Goal: Make an exact copy of all the entries, but do not reproduce the pictures.

Data for the task:
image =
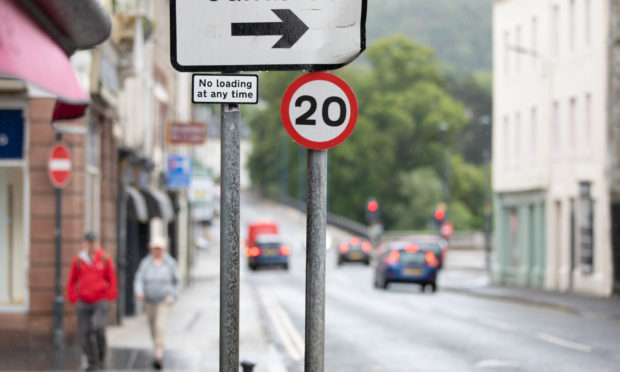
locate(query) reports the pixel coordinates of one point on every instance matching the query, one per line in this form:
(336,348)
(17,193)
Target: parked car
(405,262)
(259,227)
(354,250)
(435,243)
(268,250)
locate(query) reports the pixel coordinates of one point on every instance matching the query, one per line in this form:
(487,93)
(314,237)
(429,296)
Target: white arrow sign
(227,35)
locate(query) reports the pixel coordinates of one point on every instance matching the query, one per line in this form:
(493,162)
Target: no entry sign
(59,166)
(319,111)
(228,35)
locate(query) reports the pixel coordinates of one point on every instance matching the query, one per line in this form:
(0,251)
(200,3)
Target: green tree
(397,153)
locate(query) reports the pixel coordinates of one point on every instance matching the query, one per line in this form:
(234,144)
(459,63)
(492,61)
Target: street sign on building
(59,166)
(230,35)
(319,111)
(193,133)
(179,173)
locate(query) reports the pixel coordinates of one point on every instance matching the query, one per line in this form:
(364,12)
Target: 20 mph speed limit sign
(319,111)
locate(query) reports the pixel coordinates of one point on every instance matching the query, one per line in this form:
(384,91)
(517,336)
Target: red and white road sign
(319,111)
(59,166)
(447,229)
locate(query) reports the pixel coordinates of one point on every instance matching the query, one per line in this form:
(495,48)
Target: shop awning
(139,204)
(158,204)
(29,53)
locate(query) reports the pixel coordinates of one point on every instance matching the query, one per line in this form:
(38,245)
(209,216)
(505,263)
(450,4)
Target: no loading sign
(319,111)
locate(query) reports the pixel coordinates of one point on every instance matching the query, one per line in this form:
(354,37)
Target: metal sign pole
(229,239)
(315,260)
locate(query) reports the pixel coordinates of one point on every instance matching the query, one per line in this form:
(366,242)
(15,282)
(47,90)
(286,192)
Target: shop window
(12,241)
(586,228)
(92,179)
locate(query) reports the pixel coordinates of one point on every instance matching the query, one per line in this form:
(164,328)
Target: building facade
(551,169)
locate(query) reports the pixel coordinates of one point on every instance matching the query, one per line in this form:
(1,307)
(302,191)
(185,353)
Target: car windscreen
(428,246)
(411,258)
(268,245)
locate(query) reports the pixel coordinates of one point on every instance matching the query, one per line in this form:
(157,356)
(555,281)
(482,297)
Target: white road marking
(421,307)
(497,363)
(503,326)
(564,343)
(288,335)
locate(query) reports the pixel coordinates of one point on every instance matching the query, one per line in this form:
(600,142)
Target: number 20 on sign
(319,111)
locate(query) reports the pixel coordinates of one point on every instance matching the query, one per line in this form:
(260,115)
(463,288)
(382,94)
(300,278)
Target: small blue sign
(179,172)
(11,134)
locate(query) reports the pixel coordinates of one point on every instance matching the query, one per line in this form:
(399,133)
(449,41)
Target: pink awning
(30,54)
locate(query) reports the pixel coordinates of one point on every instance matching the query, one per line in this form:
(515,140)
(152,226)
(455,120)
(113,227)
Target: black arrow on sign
(291,28)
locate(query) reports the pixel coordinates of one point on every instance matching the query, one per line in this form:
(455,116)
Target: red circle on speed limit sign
(319,110)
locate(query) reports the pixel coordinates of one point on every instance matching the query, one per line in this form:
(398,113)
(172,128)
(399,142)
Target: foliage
(397,153)
(459,30)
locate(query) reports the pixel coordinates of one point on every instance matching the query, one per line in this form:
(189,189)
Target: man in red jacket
(92,283)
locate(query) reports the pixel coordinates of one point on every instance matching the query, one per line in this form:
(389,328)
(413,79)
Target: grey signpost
(309,35)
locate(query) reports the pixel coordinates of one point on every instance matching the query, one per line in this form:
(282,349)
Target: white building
(551,142)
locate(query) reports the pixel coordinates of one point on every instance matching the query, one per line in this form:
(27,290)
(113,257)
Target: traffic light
(440,213)
(372,210)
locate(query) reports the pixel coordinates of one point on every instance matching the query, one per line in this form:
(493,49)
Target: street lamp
(485,121)
(447,179)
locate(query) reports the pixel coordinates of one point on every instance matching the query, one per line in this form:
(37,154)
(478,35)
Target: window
(506,52)
(506,142)
(588,22)
(571,26)
(93,179)
(586,228)
(518,49)
(12,245)
(533,137)
(555,122)
(534,39)
(555,30)
(588,124)
(517,140)
(572,130)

Solved problem:
image =
locate(query) reports the pixel coordinates of one point on every instance matching the query, one per line in this form:
(336,348)
(17,193)
Target: parked car
(405,262)
(259,227)
(354,250)
(435,243)
(268,250)
locate(query) reports the pixel coordinates of one point on every instance matching the query, one per line in this form:
(487,93)
(314,237)
(429,296)
Target: white arrow sign
(227,35)
locate(query) reports the pixel coordinates of one point on every instance matching the query, one per line in this form:
(493,162)
Target: no entry sign
(59,166)
(319,111)
(228,35)
locate(query) reports the pixel coordinates of one point on every instance matching the query, one per line in this form:
(0,251)
(200,3)
Target: green tree
(397,153)
locate(query) reports the pixel coordinates of one point on every instance matching the query, one per line in this form:
(234,144)
(459,63)
(492,61)
Target: street sign on building
(59,166)
(230,35)
(319,111)
(193,133)
(179,173)
locate(query) reports the pixel coordinates of one point on every instance matching the query, one per line in this form:
(364,12)
Target: 20 mph speed limit sign
(319,111)
locate(query) reports the pixel coordinates of one point on every instance matching the query, one per line in this form:
(384,91)
(517,336)
Target: red and white road sign
(319,111)
(59,166)
(447,229)
locate(query) reports the pixel coordinates of one point on every instance matching the query, one per line in this form:
(495,48)
Target: shop awning
(139,204)
(158,204)
(29,53)
locate(query) reports the pixel coordinates of one point on every instance matching the query, one per line in this form:
(38,245)
(209,216)
(505,263)
(450,4)
Target: no loading sign
(319,111)
locate(query) reports the pixel coordinates of one point on every instance matching the query, one per line in this form:
(354,37)
Target: metal sign pole
(229,239)
(315,260)
locate(query) reports the pixel coordinates of one point on every instance matching the query, one per line in this form:
(366,242)
(15,282)
(47,90)
(286,192)
Target: shop window
(12,241)
(586,228)
(92,179)
locate(query) reports the pixel coordinates of one point on every instance matching the query, one per line in this form:
(164,328)
Target: building facade
(551,169)
locate(query) reports the pixel coordinates of one point on every instance matching the query, one per line in this form:
(1,307)
(302,191)
(185,353)
Target: car windscreen
(428,246)
(411,258)
(268,245)
locate(query) reports the pixel coordinates of one point on every instance matching the query, one per line in this form:
(157,356)
(555,281)
(482,297)
Target: white road marking
(421,307)
(497,363)
(503,326)
(564,343)
(288,335)
locate(query) reports the pixel coordinates of one point on every instance matching the query, one per line in this form:
(600,142)
Target: number 20 on sign
(319,111)
locate(query) reports the pixel coordinates of one point on every instance matching the query, one per line in this form:
(260,115)
(463,288)
(382,94)
(300,278)
Target: small blue sign
(179,172)
(11,134)
locate(query) reports the pixel coordinates of one point on every instance matching the query, one per line in this form:
(399,133)
(449,41)
Target: pink awning
(30,54)
locate(query) reports the pixel coordinates of one point on every instance matching the query, one per line in this form:
(515,140)
(152,226)
(455,120)
(113,227)
Target: black arrow on sign
(291,28)
locate(query) reports the pixel coordinates of one point on every instance matching the query, one per line in this form:
(455,116)
Target: red circle on speed limit sign
(319,110)
locate(query) reports the pixel coordinates of one point on every instance matching the query, one per line in this form:
(398,113)
(172,128)
(399,142)
Target: foliage
(397,153)
(459,30)
locate(query) reports the pixel coordinates of one point on every instance matching the query, one per line in this form:
(189,189)
Target: man in red jacket
(92,283)
locate(query) reports the pixel coordinates of one point on every instance matching the query, one per line in this form:
(389,328)
(413,79)
Target: grey signpost
(309,35)
locate(query) reports the pixel coordinates of one point on every instance matching the query, one per line in this form:
(282,349)
Target: white building
(551,142)
locate(query) reports the pixel coordinates of one point on every instance matching the query, one per line in this form:
(27,290)
(113,257)
Target: traffic light
(440,213)
(372,210)
locate(query) reports the pixel coordinates of one point on every instance matching the query, one per line in this form:
(493,49)
Target: street lamp
(485,121)
(447,179)
locate(query) reports the pixel coordinates of one point on every instance matching the query, one per line in this form:
(37,154)
(478,35)
Target: window
(506,52)
(506,142)
(588,22)
(571,26)
(93,179)
(586,228)
(518,49)
(12,245)
(533,137)
(555,122)
(534,39)
(555,30)
(588,124)
(517,140)
(572,130)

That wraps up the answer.